**Supplied information**.

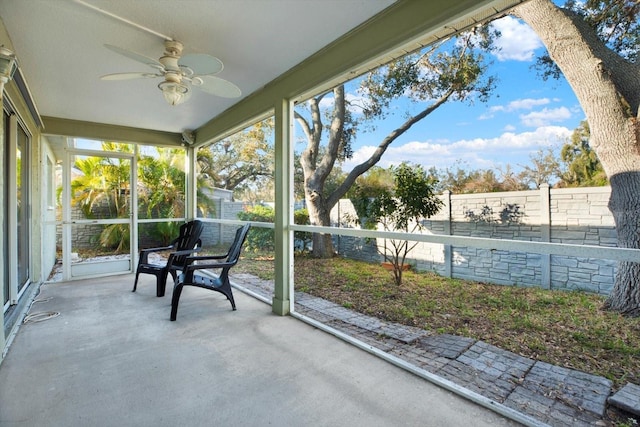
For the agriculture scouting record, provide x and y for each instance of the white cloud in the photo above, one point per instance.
(518, 104)
(478, 153)
(545, 117)
(517, 41)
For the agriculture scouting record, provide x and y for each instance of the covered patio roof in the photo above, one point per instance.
(271, 50)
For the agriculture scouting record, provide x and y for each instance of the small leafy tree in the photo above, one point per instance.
(401, 208)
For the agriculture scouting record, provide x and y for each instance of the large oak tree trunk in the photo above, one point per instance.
(319, 214)
(608, 88)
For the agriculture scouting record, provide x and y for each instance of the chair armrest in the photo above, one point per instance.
(193, 267)
(176, 254)
(205, 257)
(144, 253)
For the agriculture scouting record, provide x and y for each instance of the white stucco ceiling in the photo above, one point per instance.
(60, 49)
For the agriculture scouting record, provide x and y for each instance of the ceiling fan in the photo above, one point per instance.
(181, 73)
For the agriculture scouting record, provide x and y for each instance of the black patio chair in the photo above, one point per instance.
(208, 280)
(187, 242)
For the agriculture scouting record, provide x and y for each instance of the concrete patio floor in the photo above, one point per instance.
(112, 358)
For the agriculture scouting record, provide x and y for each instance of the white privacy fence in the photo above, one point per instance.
(552, 238)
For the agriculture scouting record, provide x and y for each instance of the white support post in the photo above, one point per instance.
(282, 303)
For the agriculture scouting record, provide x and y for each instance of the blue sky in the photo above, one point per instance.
(525, 115)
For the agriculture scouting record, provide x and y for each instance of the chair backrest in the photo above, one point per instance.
(188, 238)
(236, 247)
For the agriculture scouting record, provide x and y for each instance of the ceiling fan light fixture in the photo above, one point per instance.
(175, 93)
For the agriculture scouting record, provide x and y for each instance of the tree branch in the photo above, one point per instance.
(377, 154)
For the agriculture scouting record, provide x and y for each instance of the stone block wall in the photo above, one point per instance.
(571, 216)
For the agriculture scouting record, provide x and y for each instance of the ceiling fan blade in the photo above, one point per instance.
(201, 64)
(135, 56)
(217, 86)
(129, 76)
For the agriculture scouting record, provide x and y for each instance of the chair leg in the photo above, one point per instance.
(135, 283)
(161, 282)
(175, 299)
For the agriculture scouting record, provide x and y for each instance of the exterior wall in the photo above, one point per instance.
(571, 216)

**Aim of the task**. Can you rewrite all the entries above as a JSON list of strings, with one string per line, blank lines omitted, and the pictures left out?

**Solution to this problem**.
[
  "For the agriculture scouting record, provide x and y for each instance of the white cloud in the photo above, one point per instance.",
  "(518, 104)",
  "(478, 153)",
  "(545, 117)",
  "(517, 41)",
  "For the agriculture scouting record, provide x and y for each instance of the covered patio roof in the photo above, one point per instance.",
  "(271, 50)",
  "For the agriculture scouting record, provide x and y for each instance of the small leafy tree in the photo above, one point per instance.",
  "(401, 208)",
  "For the agriculture scouting record, provide x and y for each instance of the large oak tree trunk in the photo above, one point per instance.",
  "(319, 214)",
  "(608, 88)",
  "For the agriculture scouting record, provide x and y for each instance of the chair armrest in the photo above, one point per instance.",
  "(193, 267)",
  "(176, 254)",
  "(205, 257)",
  "(144, 253)",
  "For the agriculture scouting record, provide x and y for each instance of the white stucco ceiling in the photo above, one point per instance.",
  "(60, 49)",
  "For the agriculture scouting record, provide x and y for each instance of the ceiling fan in the photo above, one point per instance.",
  "(181, 73)",
  "For the agriculture scouting record, provide x and y for each instance of the black patio chair in the photo above, one point per instance.",
  "(208, 280)",
  "(187, 242)",
  "For the agriculture scouting record, provide x and y for each instance of the concrete patio floor in the photo above, one point per instance.",
  "(112, 358)",
  "For the agriculture scouting record, provide x and y for each instance of the white privacy fence in the photo above, one point per instance.",
  "(552, 238)",
  "For the agriculture scouting record, provide x and y for each instance of the white support post in the photo above, one point per instance.",
  "(282, 303)",
  "For the agriculture scouting record, provide x and y for each instance of the blue sky in the photo above, one point per instance.",
  "(525, 115)",
  "For the agriculture scouting record, provide x and y for each instance of the chair backrest in the photo above, one point per instance.",
  "(188, 238)",
  "(236, 247)",
  "For the agriculture scouting record, provide x and y for each instance of the ceiling fan light fixture in the photo above, one point per instance.",
  "(175, 93)",
  "For the agriculture scouting record, provide x and y for each instance of the tree branch in the photo above, one point per instance.",
  "(377, 154)",
  "For the agriculture scouting record, provide x and y for each instance of the stone block wall in the photo above, one point per instance.",
  "(571, 216)",
  "For the agriculture scouting record, provide x and y for each instance of the ceiling fan blade in the photo above, one point per instance.",
  "(201, 64)",
  "(135, 56)",
  "(217, 86)",
  "(129, 76)",
  "For the agriculture scouting record, provide x and y for each instance of the chair leg in the photo above, one point per instance.",
  "(135, 283)",
  "(161, 282)",
  "(175, 299)",
  "For the agriculture scouting record, provide x and y for each instance of the exterior wall in the photo above, one point per instance.",
  "(571, 216)"
]